(Records from a collection)
════════════════════

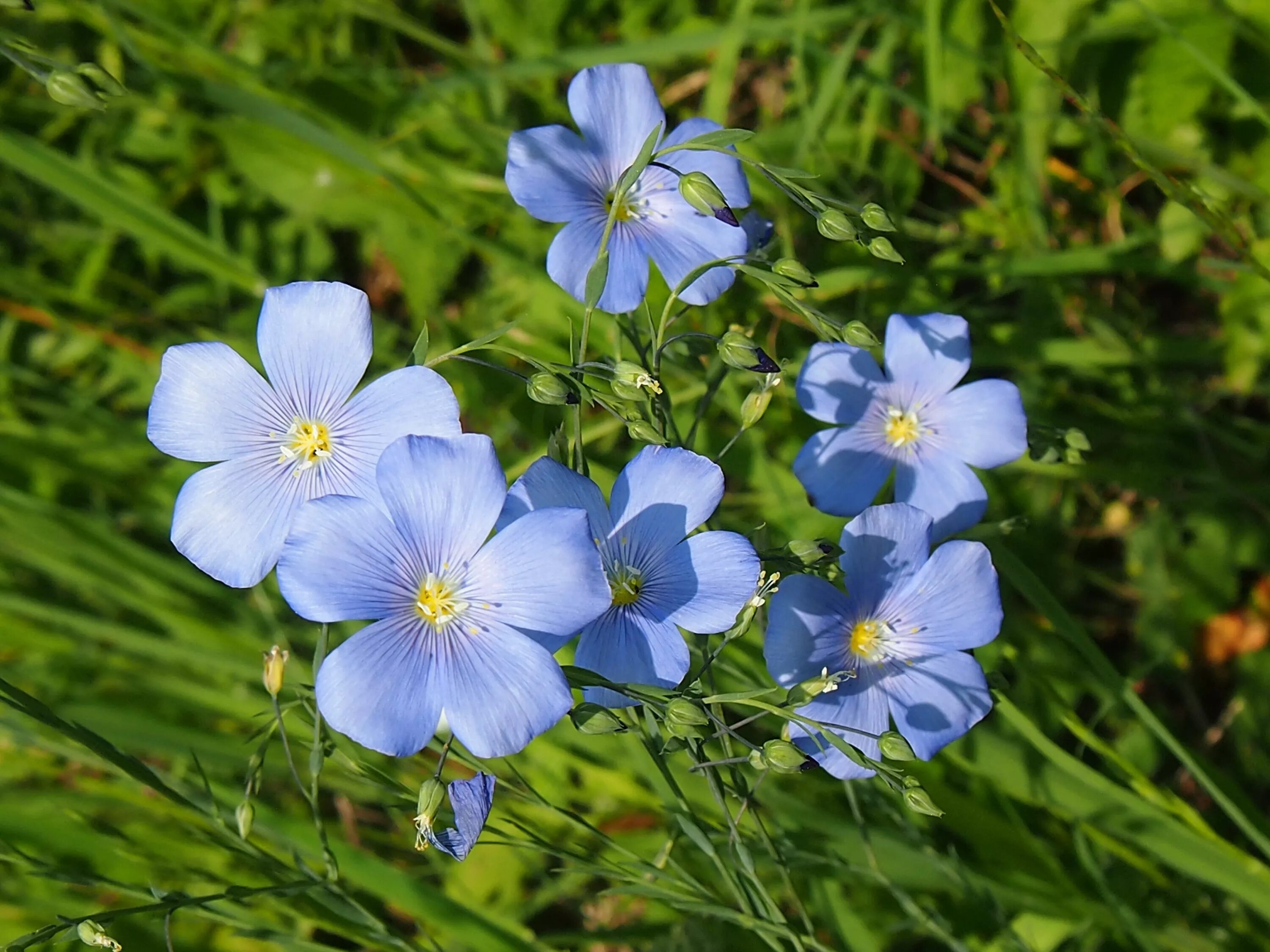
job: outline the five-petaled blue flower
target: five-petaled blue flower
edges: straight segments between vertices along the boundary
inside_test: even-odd
[[[838,725],[834,734],[875,760],[889,717],[928,760],[992,708],[983,669],[965,650],[1001,628],[997,572],[979,542],[930,546],[931,517],[921,509],[865,509],[842,532],[846,594],[795,575],[771,600],[767,670],[782,687],[838,674],[837,687],[798,713]],[[834,777],[872,774],[798,724],[790,734]]]
[[[579,72],[569,84],[569,112],[580,137],[564,126],[512,133],[507,187],[535,218],[568,222],[547,251],[547,273],[582,301],[617,180],[634,164],[649,133],[664,127],[665,113],[648,71],[638,63],[591,66]],[[658,147],[718,128],[710,119],[688,119]],[[681,173],[705,173],[733,208],[749,204],[740,161],[729,155],[678,151],[658,161]],[[648,289],[649,255],[673,288],[693,268],[743,256],[745,249],[744,230],[695,211],[679,194],[674,173],[649,166],[617,209],[608,241],[608,284],[598,306],[611,312],[636,308]],[[709,303],[734,277],[732,268],[711,268],[681,297],[691,305]]]
[[[754,594],[758,556],[748,539],[688,536],[720,499],[723,471],[687,449],[641,449],[617,476],[611,506],[594,482],[544,457],[512,485],[499,526],[544,506],[585,509],[611,595],[608,611],[582,630],[574,660],[612,682],[673,687],[688,670],[679,628],[725,631]],[[636,703],[607,688],[584,693],[610,707]]]
[[[168,348],[146,429],[170,456],[217,463],[182,487],[171,541],[236,588],[269,574],[302,503],[329,493],[378,499],[375,462],[389,443],[460,432],[450,385],[424,367],[392,371],[348,399],[371,362],[371,311],[356,288],[269,288],[257,340],[269,382],[227,344]]]
[[[278,560],[298,614],[376,619],[321,665],[318,707],[396,757],[423,748],[442,713],[476,757],[521,750],[573,706],[549,647],[608,607],[587,513],[544,509],[486,542],[507,481],[478,434],[404,437],[377,479],[384,509],[306,503]]]
[[[951,314],[892,315],[885,363],[884,373],[850,344],[812,348],[799,404],[838,425],[806,442],[794,473],[817,509],[855,515],[894,467],[895,501],[930,513],[933,538],[974,526],[988,494],[970,466],[1001,466],[1027,448],[1019,388],[1003,380],[956,387],[970,368],[970,335]]]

════════════════════

Work to do: Convert everything from the start of the listing down to and including the line containing "inside_test: even-odd" into a numbered list, skipping blank lines and leaving out the pictures.

Output:
1. job: outline the five-petaled blue flower
2. target: five-petaled blue flower
3. edges: straight segments between vertices along the boundary
4. inside_test: even-odd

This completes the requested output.